Puoi stampare il brano sull'ingegneria per l'inclusione da "Nella Fondazione esistono" fino a "etiche ed inclusive." compreso?

━━ Brano proposto ━━

Inclusione sociale: è fondamentale il ruolo dell’ingegneria

Venerdì 4 novembre, l’aula magna del Campus Federiciano di San Giovanni a Teduccio ha ospitato i lavori del convegno sul tema “Sport e disabilità intellettiva”, a cui l’Ordine degli Ingegneri di Napoli ha concesso il patrocinio e il riconoscimento di Cfp. Ha partecipato ai lavori l’ingegner Giovanni Esposito, Consigliere Tesoriere della Fondazione Ordine Ingegneri Napoli, con una relazione sul tema: “L’Ingegneria per l’inclusione”. Riceviamo e volentieri pubblichiamo il testo della sua relazione.

Buon pomeriggio a tutti. Ringrazio il Professor Antonio Lanzotti per aver invitato la Fondazione Ordine Ingegneri Napoli a partecipare ai lavori di questo interessante convegno e porgo i miei saluti a tutti i partecipanti.
La Fondazione Ordine Ingegneri Napoli, che qui rappresento in veste di Tesoriere, è stata costituita negli scorsi anni dall’Ordine degli Ingegneri della Provincia di Napoli, volendo perseguire la finalità di valorizzazione e tutela della figura dell’ingegnere ed il suo costante aggiornamento tecnico-scientifico e culturale.
La Fondazione ha come scopo principale la promozione e lo sviluppo di attività di formazione e di qualificazione oltre che culturali, anche in partnership con l’Ordine degli ingegneri della Provincia di Napoli e con altre istituzioni.
La Fondazione sin dalla sua nascita ha fortemente improntato la sua attività sul nostro territorio coinvolgendo le varie forze professionali, sociali, imprenditoriali, associative.
Nella Fondazione esistono molteplici gruppi di lavoro, interprofessionali e intercategoriali. Sono gruppi istituiti per valutare argomenti tecnici a 360 gradi con un focus sulla sostenibilità sociale. L’obiettivo dei nostri gruppi è promuovere una progettualità ancor più attenta alle tematiche sociali, ambientali, etiche ed inclusive.

━━━
━━ Record del dataset ━━

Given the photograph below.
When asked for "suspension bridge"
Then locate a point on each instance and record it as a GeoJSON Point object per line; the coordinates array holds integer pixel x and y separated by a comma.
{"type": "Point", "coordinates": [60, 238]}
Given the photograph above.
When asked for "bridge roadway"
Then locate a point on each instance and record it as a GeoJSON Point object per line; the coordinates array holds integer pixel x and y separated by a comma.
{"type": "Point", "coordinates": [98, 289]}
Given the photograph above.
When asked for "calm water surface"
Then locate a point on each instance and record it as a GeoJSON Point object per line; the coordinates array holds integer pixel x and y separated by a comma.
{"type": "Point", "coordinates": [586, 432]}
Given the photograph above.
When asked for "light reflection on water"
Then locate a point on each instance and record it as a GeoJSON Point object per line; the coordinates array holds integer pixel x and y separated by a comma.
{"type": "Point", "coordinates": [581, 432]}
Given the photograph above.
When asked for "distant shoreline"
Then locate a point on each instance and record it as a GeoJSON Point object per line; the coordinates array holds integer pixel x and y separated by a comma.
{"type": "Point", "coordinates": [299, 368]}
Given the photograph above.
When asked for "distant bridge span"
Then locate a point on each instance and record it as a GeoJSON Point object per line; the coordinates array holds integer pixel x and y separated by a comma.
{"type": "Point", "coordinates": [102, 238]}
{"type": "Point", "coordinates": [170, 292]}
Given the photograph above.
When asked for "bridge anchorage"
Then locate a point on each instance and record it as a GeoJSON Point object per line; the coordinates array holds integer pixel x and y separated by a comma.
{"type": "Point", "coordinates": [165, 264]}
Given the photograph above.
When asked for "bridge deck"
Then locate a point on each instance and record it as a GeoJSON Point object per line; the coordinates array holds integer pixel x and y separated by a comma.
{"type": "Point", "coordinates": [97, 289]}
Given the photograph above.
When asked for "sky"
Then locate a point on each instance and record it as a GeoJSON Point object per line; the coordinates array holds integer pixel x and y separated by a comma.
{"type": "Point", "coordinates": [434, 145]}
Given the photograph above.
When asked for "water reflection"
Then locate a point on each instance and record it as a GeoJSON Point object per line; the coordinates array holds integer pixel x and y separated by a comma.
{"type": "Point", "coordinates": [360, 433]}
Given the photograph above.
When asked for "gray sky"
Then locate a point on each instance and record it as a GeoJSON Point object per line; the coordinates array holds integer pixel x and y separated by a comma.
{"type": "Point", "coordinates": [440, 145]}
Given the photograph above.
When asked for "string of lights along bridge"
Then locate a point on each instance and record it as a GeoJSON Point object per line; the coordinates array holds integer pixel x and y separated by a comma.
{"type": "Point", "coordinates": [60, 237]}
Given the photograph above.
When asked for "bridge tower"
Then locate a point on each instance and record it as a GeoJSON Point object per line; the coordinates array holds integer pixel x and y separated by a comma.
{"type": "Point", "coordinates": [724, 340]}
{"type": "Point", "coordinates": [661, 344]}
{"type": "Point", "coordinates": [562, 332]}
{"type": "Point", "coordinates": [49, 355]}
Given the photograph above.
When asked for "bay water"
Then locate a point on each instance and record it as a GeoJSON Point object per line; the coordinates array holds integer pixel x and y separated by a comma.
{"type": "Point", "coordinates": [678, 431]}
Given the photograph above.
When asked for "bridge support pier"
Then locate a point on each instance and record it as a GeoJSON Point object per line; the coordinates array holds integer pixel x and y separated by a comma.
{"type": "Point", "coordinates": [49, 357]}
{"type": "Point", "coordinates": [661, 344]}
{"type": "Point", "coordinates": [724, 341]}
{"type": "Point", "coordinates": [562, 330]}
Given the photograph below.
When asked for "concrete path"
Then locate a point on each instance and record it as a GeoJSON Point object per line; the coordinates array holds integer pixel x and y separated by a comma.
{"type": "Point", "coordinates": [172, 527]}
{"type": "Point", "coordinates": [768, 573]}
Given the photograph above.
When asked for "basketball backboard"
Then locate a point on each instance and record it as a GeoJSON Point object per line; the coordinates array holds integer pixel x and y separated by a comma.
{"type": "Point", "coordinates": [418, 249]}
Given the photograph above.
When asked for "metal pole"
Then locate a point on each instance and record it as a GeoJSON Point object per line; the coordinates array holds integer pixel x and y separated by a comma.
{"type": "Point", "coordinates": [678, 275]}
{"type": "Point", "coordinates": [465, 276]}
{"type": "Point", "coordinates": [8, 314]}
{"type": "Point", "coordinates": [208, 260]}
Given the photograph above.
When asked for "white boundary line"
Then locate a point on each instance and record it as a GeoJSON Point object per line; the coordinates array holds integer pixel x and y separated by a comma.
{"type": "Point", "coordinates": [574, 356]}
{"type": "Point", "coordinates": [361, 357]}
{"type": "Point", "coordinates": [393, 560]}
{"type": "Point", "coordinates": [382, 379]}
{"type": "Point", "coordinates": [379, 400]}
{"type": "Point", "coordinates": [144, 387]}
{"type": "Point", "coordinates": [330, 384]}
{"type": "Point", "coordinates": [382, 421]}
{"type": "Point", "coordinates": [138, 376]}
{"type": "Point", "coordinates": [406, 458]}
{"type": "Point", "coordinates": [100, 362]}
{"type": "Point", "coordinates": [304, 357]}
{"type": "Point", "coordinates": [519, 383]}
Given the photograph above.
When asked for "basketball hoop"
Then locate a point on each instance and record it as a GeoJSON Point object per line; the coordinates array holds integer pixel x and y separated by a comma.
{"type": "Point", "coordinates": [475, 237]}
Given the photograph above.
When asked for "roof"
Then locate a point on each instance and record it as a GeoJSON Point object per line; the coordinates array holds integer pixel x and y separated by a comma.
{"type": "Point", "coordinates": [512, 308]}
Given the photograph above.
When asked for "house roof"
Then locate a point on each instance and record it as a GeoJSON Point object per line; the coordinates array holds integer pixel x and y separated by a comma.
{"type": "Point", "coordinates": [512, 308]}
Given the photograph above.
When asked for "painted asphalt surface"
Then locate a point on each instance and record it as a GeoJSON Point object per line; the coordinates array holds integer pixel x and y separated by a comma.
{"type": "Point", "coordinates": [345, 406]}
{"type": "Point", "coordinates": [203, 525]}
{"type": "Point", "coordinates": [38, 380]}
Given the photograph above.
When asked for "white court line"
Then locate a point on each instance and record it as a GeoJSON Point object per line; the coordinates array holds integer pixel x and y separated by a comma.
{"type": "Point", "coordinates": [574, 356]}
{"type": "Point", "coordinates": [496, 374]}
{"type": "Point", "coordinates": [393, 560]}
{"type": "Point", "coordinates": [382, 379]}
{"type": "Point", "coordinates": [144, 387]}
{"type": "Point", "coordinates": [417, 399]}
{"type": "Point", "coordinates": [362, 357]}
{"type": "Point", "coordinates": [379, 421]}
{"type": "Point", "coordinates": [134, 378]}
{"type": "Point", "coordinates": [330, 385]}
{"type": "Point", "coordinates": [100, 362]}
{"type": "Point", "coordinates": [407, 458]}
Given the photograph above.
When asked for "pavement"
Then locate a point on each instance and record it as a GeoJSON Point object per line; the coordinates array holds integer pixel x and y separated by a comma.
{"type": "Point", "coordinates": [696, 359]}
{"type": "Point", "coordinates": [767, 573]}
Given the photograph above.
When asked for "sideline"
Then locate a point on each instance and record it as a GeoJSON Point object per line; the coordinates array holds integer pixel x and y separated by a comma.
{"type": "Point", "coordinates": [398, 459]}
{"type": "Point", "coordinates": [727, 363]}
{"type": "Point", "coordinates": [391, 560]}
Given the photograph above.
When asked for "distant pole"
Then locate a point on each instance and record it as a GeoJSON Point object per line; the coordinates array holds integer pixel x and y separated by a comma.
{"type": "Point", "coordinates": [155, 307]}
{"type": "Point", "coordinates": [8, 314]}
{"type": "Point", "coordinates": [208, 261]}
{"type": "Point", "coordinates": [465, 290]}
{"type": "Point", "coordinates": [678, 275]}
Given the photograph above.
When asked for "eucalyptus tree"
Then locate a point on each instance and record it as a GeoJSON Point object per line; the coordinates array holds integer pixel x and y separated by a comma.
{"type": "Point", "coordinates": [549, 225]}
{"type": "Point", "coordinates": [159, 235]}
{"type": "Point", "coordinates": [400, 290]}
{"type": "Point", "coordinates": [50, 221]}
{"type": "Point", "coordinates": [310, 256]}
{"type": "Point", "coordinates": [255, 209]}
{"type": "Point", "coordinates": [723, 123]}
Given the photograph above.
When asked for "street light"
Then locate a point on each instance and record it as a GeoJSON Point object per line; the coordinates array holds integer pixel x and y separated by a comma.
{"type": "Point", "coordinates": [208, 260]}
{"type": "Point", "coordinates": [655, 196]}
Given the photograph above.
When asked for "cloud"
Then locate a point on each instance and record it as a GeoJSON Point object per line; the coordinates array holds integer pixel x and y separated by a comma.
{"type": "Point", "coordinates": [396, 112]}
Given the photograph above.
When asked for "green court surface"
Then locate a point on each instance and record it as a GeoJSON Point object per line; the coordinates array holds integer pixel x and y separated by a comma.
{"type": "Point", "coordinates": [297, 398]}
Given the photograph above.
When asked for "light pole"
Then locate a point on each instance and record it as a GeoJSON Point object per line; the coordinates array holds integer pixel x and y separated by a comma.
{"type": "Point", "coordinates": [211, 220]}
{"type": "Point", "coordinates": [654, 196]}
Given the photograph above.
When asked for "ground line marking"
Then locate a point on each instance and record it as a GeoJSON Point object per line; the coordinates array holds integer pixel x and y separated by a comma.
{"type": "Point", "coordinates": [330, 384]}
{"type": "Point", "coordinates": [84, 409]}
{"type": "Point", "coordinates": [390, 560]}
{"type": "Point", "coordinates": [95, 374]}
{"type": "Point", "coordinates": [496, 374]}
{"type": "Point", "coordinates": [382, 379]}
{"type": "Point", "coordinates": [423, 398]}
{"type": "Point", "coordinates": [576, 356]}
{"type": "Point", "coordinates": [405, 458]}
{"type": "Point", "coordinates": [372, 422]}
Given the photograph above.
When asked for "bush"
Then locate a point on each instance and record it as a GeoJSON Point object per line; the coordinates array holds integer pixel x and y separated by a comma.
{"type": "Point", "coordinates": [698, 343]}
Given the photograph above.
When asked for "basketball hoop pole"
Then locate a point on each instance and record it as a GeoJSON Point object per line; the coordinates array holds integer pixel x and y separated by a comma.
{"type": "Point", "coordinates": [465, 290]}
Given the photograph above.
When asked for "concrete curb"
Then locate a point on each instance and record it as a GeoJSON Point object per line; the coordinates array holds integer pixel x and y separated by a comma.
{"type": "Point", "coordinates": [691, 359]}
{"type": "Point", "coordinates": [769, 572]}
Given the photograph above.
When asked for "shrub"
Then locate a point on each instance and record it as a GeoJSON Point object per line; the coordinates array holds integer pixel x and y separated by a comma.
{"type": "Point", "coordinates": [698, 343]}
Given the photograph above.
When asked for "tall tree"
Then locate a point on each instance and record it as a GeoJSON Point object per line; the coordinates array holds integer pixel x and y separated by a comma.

━━━

Soluzione esercizio:
Nella Fondazione esistono molteplici gruppi di lavoro, interprofessionali e intercategoriali. Sono gruppi istituiti per valutare argomenti tecnici a 360 gradi con un focus sulla sostenibilità sociale. L’obiettivo dei nostri gruppi è promuovere una progettualità ancor più attenta alle tematiche sociali, ambientali, etiche ed inclusive.